• _EXERCISE DETAILS_: Within the listing, each line that has the string "above" should be copied.

/---

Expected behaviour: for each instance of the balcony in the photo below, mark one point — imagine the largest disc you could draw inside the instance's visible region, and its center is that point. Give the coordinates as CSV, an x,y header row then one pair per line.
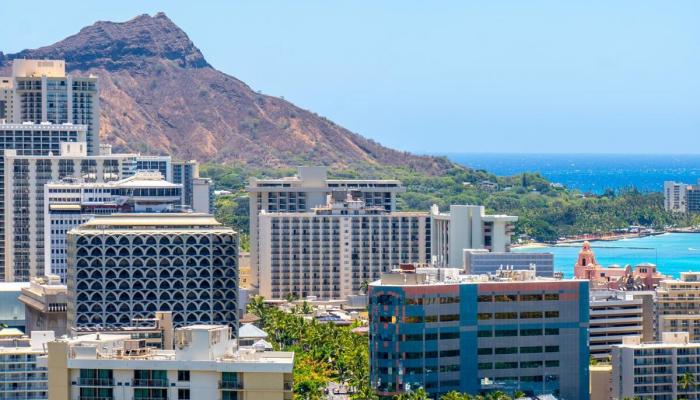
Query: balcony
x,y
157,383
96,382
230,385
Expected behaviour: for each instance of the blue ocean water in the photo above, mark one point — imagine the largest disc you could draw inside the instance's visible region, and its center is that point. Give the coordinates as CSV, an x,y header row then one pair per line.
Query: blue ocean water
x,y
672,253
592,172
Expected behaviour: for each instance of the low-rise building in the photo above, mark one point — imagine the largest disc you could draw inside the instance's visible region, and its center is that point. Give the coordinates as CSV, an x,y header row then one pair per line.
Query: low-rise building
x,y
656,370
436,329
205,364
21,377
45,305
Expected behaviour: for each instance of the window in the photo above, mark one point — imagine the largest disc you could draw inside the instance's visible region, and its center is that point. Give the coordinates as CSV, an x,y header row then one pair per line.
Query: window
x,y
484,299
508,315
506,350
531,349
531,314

\---
/---

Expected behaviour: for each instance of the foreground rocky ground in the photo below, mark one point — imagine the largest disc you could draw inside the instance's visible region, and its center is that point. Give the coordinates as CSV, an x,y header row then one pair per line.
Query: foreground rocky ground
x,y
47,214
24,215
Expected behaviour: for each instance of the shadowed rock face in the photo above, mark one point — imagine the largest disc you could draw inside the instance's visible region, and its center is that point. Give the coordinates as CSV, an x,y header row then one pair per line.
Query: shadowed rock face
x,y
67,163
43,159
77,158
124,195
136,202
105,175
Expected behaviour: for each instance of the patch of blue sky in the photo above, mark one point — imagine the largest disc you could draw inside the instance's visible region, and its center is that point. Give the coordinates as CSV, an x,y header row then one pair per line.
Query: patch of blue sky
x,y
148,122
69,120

\---
/---

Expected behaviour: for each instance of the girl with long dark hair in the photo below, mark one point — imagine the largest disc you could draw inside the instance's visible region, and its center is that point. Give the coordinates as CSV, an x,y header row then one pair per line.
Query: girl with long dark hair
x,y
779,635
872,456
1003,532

\---

• _RESULT BELOW_:
Expected behaviour: for each instance of the blue ocean water in the photo above, mark one point — imagine the largest disc you could draw inside the instance's visible region, and its center is that point. Give the coordinates as CSV, an x,y header row then one pair per line.
Expected behaviour: for each instance of the low-rise building in the photo above, mark one point — imagine the largest disc you could draw inside the instance's visible region, and its center is that point. Give the coordinates as CSV, an x,y header row then one pair per line.
Expected behaviour: for each instance of the window in the photo above, mark one point — imagine the largest disc you could draw inside the instance's visible region, and its center is that point. Give the coordinates as CSV, an x,y header row then one pair per line.
Expected behaviour: for each instance of the shadowed rock face in the photo above, mark one point — imagine the largest disc you could draw inside the instance's visible region, and its center is that point. Give the coordinates as CSV, an x,y header row then one pair per line.
Expected behaviour: for each instance of the patch of blue sky in the photo above, mark one point — imagine the largest disc you could draw inside the instance's visible region, and its center is that point. Give the coordinates as CSV, an x,y header row then one pair per line.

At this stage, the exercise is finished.